* [Task instructions]:
Format the lines of the listing below as a JSON list of strings, one string per line and no blank lines, beginning with the line that contains "Pick out the crumbled" and continuing through the end of the listing.

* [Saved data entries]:

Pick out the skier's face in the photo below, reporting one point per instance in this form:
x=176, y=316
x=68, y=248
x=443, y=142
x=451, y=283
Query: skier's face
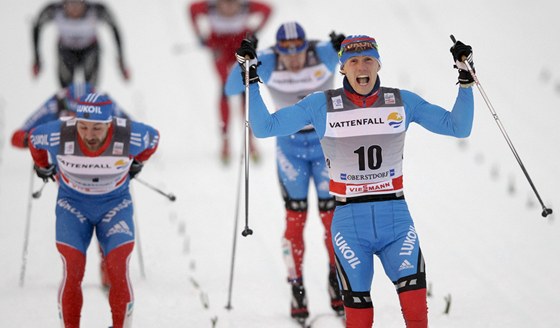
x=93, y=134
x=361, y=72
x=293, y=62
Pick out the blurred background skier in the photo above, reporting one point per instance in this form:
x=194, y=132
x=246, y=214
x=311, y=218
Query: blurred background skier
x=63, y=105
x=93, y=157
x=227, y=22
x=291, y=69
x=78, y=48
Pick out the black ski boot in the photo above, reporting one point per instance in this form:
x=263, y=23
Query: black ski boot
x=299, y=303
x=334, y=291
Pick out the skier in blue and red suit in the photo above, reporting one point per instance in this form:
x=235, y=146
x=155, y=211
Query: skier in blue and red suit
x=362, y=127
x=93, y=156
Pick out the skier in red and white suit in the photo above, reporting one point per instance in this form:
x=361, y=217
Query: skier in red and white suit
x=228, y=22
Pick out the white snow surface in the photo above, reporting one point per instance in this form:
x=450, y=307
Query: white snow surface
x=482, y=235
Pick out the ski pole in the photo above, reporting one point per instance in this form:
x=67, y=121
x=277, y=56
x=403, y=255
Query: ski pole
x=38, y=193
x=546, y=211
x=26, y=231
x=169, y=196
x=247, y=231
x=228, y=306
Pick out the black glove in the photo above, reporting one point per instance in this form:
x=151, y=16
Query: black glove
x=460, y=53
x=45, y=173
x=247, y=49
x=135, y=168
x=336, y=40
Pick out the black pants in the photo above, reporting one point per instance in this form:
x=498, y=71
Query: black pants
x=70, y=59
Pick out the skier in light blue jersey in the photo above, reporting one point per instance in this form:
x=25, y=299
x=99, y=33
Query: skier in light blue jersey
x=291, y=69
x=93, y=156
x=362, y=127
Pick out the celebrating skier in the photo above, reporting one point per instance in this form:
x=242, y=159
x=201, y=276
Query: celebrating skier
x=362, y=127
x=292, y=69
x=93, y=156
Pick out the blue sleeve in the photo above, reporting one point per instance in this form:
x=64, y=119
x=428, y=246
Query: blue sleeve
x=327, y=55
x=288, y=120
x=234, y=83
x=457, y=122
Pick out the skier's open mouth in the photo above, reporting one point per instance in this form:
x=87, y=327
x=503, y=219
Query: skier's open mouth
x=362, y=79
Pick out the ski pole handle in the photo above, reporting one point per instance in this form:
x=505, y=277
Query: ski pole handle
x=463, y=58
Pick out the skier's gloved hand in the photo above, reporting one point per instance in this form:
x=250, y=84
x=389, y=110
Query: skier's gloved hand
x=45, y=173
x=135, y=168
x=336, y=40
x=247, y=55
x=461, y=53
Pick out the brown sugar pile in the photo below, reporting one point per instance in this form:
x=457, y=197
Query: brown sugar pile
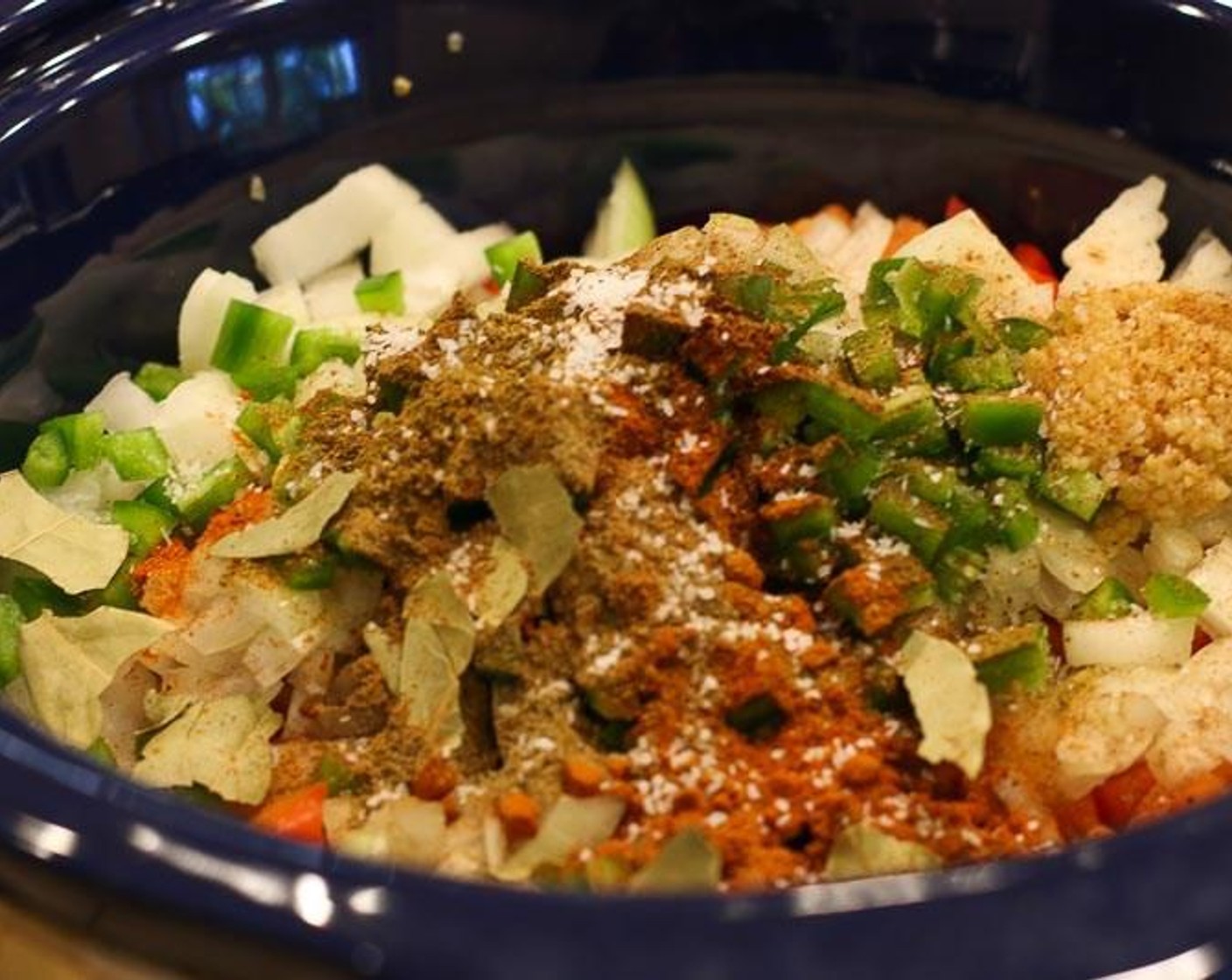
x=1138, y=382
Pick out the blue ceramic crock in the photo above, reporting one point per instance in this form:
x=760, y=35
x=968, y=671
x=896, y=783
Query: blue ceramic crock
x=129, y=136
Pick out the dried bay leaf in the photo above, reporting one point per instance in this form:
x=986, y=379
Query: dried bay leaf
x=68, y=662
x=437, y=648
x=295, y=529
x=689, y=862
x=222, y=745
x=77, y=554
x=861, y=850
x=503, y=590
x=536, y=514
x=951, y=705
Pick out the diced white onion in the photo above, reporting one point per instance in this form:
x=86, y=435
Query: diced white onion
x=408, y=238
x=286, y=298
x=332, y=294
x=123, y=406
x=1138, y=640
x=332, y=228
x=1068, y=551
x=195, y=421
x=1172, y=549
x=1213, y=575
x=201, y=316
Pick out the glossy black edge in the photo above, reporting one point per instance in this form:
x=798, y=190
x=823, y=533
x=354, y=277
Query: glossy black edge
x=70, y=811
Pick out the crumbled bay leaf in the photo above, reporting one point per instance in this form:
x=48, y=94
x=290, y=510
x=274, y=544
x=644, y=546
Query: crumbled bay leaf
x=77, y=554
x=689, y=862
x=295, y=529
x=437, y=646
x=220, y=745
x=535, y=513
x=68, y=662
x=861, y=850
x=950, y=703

* [Solution]:
[
  "Pick out the crumbled bay leaf in the photo above, reporting one point per instance in this form:",
  "x=48, y=94",
  "x=290, y=510",
  "x=274, y=544",
  "x=644, y=546",
  "Query: crumbled bay leaf",
  "x=77, y=554",
  "x=689, y=862",
  "x=295, y=529",
  "x=437, y=646",
  "x=220, y=745",
  "x=535, y=513",
  "x=68, y=662",
  "x=861, y=850",
  "x=950, y=703"
]